Start DATA SHOWN

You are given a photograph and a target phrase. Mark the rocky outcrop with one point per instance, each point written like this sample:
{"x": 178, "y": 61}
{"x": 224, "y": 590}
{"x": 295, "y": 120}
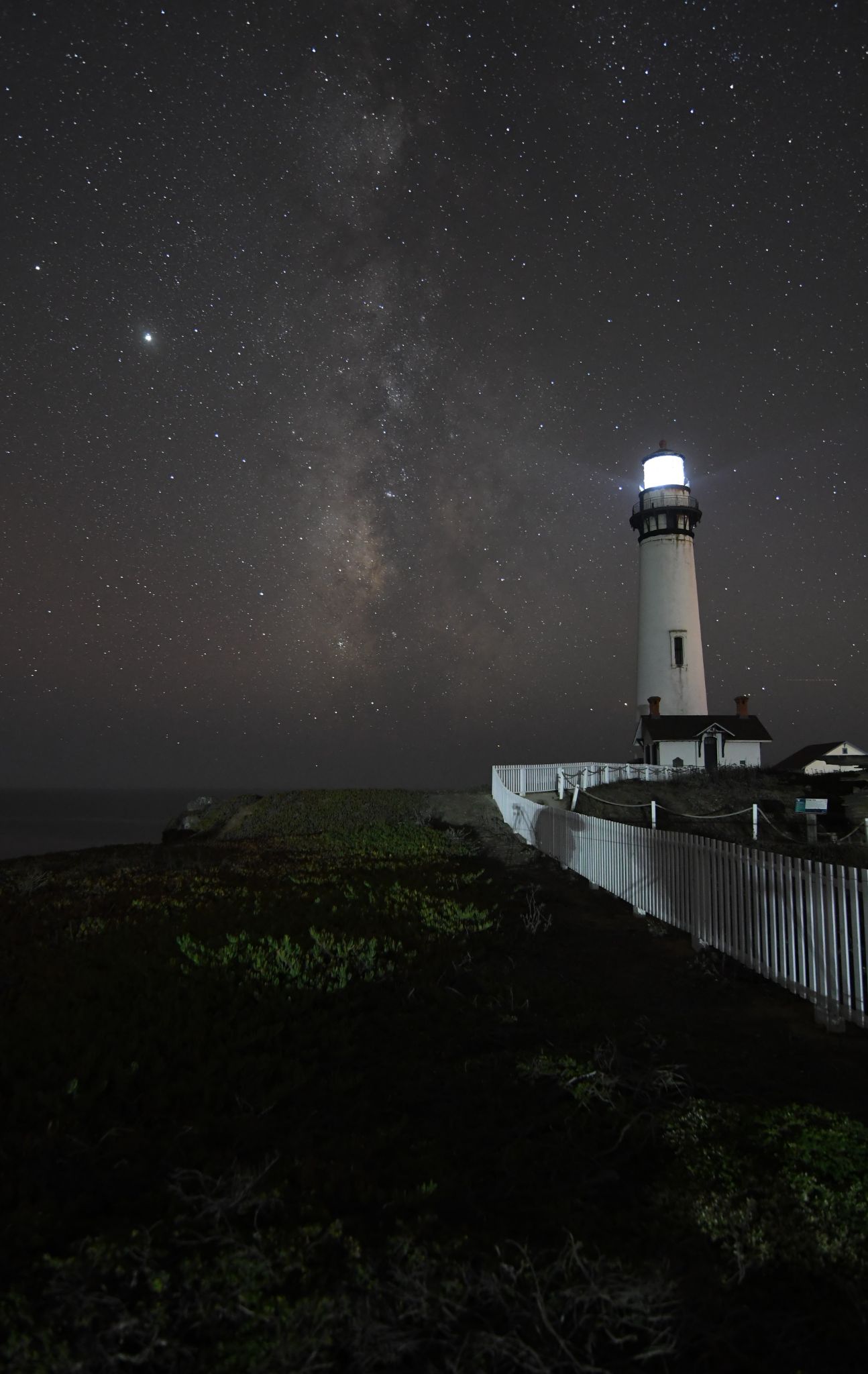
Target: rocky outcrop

End DATA SHOWN

▸ THE REQUEST:
Copy every line of the records above word for word, leaving out the pictures.

▸ THE RESPONSE:
You are given a photograph and a target phrase. Mark the rocky outcrop with one point per instance, each point written like this sample:
{"x": 178, "y": 61}
{"x": 224, "y": 590}
{"x": 295, "y": 120}
Target: rocky outcrop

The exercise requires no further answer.